▶ **Stated goal**
Leave out the pictures and repeat every record exactly.

Stored data
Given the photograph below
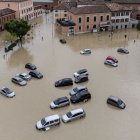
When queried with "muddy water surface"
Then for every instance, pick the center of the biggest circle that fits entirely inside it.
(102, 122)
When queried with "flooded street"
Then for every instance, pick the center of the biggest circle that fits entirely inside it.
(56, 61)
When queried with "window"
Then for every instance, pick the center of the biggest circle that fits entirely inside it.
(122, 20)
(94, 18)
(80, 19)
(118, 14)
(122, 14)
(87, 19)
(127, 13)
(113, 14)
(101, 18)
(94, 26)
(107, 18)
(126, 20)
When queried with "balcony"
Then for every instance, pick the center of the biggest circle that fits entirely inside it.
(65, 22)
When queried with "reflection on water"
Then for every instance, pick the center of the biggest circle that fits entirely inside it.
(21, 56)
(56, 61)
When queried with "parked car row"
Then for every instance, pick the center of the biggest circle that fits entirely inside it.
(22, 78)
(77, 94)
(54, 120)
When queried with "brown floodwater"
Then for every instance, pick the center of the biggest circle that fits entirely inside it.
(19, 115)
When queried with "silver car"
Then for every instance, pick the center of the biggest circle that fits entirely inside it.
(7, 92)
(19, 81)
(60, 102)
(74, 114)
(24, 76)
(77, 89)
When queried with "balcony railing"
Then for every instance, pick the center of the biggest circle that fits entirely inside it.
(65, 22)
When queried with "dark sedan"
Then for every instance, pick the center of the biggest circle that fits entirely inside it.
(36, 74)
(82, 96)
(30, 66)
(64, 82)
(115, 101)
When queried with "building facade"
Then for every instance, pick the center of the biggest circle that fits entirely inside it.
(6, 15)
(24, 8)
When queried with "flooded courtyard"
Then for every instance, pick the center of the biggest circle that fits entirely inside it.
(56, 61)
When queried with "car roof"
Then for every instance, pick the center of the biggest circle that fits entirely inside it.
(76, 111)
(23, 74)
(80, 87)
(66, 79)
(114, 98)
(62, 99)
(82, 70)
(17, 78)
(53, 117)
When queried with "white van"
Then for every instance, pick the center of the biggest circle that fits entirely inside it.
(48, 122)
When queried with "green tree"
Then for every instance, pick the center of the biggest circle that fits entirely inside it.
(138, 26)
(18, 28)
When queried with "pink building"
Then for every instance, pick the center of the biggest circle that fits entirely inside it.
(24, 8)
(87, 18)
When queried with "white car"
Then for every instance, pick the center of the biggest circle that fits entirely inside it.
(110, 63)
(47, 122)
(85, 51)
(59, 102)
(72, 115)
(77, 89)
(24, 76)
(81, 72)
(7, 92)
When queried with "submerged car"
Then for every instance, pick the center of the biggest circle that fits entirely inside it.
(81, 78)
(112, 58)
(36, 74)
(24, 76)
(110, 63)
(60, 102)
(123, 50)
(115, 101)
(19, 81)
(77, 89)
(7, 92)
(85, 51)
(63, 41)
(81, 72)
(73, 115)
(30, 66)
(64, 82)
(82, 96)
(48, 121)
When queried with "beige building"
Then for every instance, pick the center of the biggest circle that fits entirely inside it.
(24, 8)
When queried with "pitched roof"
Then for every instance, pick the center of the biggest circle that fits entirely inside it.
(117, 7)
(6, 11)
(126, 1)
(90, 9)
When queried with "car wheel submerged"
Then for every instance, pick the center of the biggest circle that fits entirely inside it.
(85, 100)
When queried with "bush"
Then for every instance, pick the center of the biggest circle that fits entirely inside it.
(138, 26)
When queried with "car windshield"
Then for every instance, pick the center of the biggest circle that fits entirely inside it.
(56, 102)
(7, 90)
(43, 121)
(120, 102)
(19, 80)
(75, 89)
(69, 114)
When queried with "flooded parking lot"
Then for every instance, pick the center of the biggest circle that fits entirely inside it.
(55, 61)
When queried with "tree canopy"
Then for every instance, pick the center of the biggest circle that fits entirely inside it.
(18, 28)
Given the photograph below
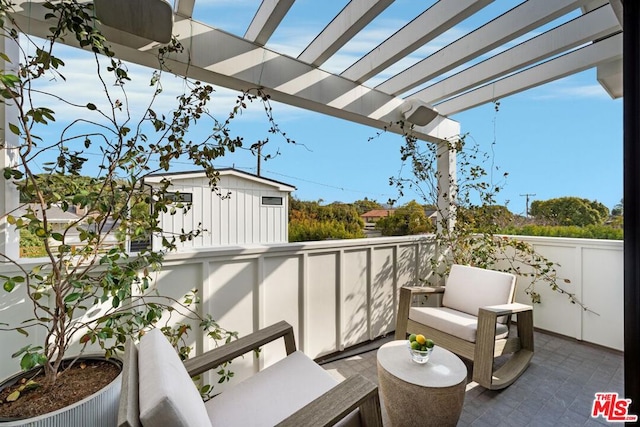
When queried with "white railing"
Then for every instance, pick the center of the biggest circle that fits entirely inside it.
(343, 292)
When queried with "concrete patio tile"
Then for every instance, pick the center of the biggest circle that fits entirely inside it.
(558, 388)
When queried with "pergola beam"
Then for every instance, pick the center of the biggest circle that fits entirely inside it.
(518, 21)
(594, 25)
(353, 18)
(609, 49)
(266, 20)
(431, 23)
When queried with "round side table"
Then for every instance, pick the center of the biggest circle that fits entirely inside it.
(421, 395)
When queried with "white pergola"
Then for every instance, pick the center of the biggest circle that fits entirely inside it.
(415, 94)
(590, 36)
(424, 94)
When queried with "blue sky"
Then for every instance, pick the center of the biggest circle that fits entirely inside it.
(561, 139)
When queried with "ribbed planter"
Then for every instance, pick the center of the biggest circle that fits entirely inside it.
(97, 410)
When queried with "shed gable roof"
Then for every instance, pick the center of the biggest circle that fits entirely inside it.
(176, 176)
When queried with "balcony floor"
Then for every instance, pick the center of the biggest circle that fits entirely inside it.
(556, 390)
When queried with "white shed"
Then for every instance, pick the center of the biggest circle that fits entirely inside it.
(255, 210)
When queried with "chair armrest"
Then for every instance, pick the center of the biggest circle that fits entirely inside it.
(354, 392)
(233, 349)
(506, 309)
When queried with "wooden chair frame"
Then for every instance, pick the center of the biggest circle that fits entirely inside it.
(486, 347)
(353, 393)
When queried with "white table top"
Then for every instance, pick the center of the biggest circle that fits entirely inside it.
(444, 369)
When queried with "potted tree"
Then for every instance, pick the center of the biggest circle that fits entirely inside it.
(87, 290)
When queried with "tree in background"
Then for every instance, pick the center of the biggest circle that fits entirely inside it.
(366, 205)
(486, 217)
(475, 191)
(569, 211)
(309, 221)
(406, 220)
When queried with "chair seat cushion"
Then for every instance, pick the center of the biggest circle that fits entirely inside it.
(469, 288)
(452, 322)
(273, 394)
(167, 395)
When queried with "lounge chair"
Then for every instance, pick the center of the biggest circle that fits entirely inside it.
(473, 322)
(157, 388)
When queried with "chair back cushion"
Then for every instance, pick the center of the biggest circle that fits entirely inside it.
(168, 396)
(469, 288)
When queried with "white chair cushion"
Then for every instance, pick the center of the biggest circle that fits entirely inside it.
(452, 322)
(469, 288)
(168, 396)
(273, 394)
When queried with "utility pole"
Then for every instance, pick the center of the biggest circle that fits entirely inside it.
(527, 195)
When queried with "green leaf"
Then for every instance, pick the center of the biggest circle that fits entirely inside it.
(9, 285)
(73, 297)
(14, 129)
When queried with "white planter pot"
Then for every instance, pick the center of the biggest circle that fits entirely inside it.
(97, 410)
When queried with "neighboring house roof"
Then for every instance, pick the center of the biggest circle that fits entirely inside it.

▶ **The result**
Given the photograph below
When queried with "muddy water surface"
Then for every instance, pick the center of the biggest circle that fits entirely inside it.
(102, 122)
When queried with "flooded street"
Then for every instance, pick the center of the biggest circle that fits entirely inside it.
(56, 61)
When queried with "window"
Then for every instance, pick the center of the biggest circle that fits entirely inside it.
(122, 20)
(94, 18)
(80, 19)
(118, 14)
(122, 14)
(87, 19)
(127, 13)
(113, 14)
(101, 18)
(94, 26)
(107, 18)
(126, 20)
When queried with "balcony"
Then for every instance, pick the center of the biggest circle that fits entirely inside it.
(65, 22)
When queried with "reflection on water"
Then for every instance, pick the center of the biggest circle that fits entirely inside it.
(21, 56)
(56, 61)
When queried with "parked car row"
Then for every instance, pick the center of the biggest circle that fits entirely inside it.
(22, 78)
(77, 94)
(54, 120)
When queried with "brown floodwater"
Then for every instance, pick the center of the biggest circle that fits entirely inside it.
(19, 115)
When queried with "silver car"
Then for every instance, pick the center of the biggest circle that fits entirely inside it.
(7, 92)
(19, 81)
(60, 102)
(74, 114)
(24, 76)
(77, 89)
When queried with "balcony railing"
Then for every instance, pick the center of the biggest circle that fits entirely inside it.
(65, 22)
When queried with "dark sedan"
Then for every instance, pick the center of the biggest circle that fits entirely inside it.
(36, 74)
(82, 96)
(30, 66)
(64, 82)
(115, 101)
When queried with "building facade"
Then for every instance, pick the center of the biggest circle that fits entirely inside it.
(6, 15)
(24, 8)
When queried with "flooded courtyard"
Then for every instance, pick the center of the biggest circle that fits entirely inside it.
(56, 61)
When queried with "car roof"
Then for every instance, pick the center of the biggest circle that fits entirely inside it.
(76, 111)
(23, 74)
(80, 87)
(66, 79)
(114, 98)
(62, 99)
(82, 70)
(17, 78)
(53, 117)
When queried with "white van"
Then for every instance, pick the center of the biggest circle that fits entirely inside it.
(48, 122)
When queried with "green tree"
Then for every instance, pick the center of the biggest circle that fits entirely inside it.
(138, 26)
(18, 28)
When queried with "pink building"
Then for every instance, pick the center of the biggest circle that fits entirely inside it.
(24, 8)
(87, 18)
When queried with "white car"
Then for every instance, pick the center of the biggest circle that fits entirely inside it.
(110, 63)
(47, 122)
(85, 51)
(59, 102)
(72, 115)
(77, 89)
(24, 76)
(81, 72)
(7, 92)
When queried with "submerged car"
Then for every instance, pick the center of the biggest circle that fits entirely inside it.
(81, 78)
(112, 58)
(36, 74)
(24, 76)
(110, 63)
(60, 102)
(123, 50)
(115, 101)
(19, 81)
(77, 89)
(7, 92)
(85, 51)
(63, 41)
(81, 72)
(73, 115)
(30, 66)
(64, 82)
(82, 96)
(48, 121)
When queried with "beige building"
Then for every instance, pick the center of the biggest circle that fits entirely inside it.
(24, 8)
When queried with "pitched roof"
Then for every instance, pick the center of the biggest circle that fits entirely inside it.
(117, 7)
(6, 11)
(126, 1)
(90, 9)
When queried with "car wheel submerged"
Then for every instance, pick the center of the biggest circle that fits entirely inside it.
(85, 100)
When queried with "bush"
Then for every instance, pick the center of the biggest circle that fits entirely inside it.
(138, 26)
When queried with "car windshield"
Then for every instance, pick the center of the biggest circle that fits entirely inside it.
(56, 102)
(7, 90)
(43, 121)
(120, 102)
(19, 80)
(75, 89)
(69, 114)
When queried with "flooded parking lot"
Then for every instance, pick the center of the biggest circle that fits entirely inside it.
(55, 61)
When queried with "tree canopy"
Then for every instance, pick the center of the biggest circle that fits entirely inside it.
(18, 28)
Given the photograph below
When queried with "white railing"
Then for every instance, pick the center of the biggest circle that fits entirely inside it.
(343, 292)
When queried with "concrete patio tile"
Then for every instance, pick the center of the biggest circle that fits entirely inside it.
(558, 388)
When queried with "pergola beam"
Then for every instance, pick the center of the biggest circle that fits entirely inside it.
(518, 21)
(594, 25)
(353, 18)
(609, 49)
(266, 20)
(431, 23)
When queried with "round side table"
Then for every instance, pick the center of the biggest circle that fits entirely inside it.
(421, 395)
When queried with "white pergola"
Then for every instance, pick the center of the biggest circle that fits entirely inside it.
(415, 94)
(590, 36)
(424, 94)
When queried with "blue sky"
Then for every instance, pick the center of the biggest circle that fits entirely inside it.
(561, 139)
When queried with "ribbed planter"
Then for every instance, pick the center of the biggest circle that fits entirely inside it.
(97, 410)
When queried with "shed gable roof"
Then for every instance, pick the center of the biggest circle that fits entirely inside it.
(176, 176)
When queried with "balcony floor"
Then for every instance, pick the center of the biggest circle that fits entirely inside it.
(556, 390)
When queried with "white shed"
Then for every instance, pick the center of the biggest circle that fits entirely inside it.
(255, 210)
When queried with "chair armrest"
Then for every instance, pick the center of the biggest circle that fits entirely inside it.
(354, 392)
(233, 349)
(506, 309)
When queried with "wooden chair frame"
Then for every instance, pick the center of the biggest circle that fits entirely inside it.
(486, 347)
(353, 393)
When queried with "white table top"
Then for every instance, pick the center of the biggest circle that fits entirely inside it.
(444, 369)
When queried with "potted tree"
Then for every instance, pick the center of the biggest circle that fits entirely inside it.
(87, 290)
When queried with "tree in background"
Then for every instance, pick the center of the biggest circle that fits entirely inside it.
(366, 205)
(486, 217)
(475, 191)
(569, 211)
(309, 221)
(406, 220)
When queried with "chair seat cushion"
Then for every instance, pick the center of the biggest circle that fits entirely inside it.
(469, 288)
(452, 322)
(273, 394)
(167, 395)
When queried with "lounge chair"
Then for every instance, pick the center of the biggest circle that fits entirely inside it.
(473, 322)
(157, 388)
When queried with "chair back cushion"
Then for every instance, pick the center of the biggest circle that fits entirely inside it.
(168, 396)
(469, 288)
When queried with "white chair cushion"
Then for every instance, pick the center of the biggest circle that fits entirely inside it.
(452, 322)
(469, 288)
(168, 396)
(273, 394)
When queried with "utility pole"
Then for every instance, pick the center of the biggest circle that fits entirely inside it.
(527, 195)
When queried with "green leaf"
Then for every instance, pick the center of the biggest circle that fits entirely inside it.
(9, 285)
(73, 297)
(14, 129)
When queried with "white planter pot"
Then for every instance, pick the center of the biggest circle that fits entirely inside it.
(97, 410)
When queried with "neighboring house roof"
Then for every instance, pick the center of the biggest circle that fits entirely inside it.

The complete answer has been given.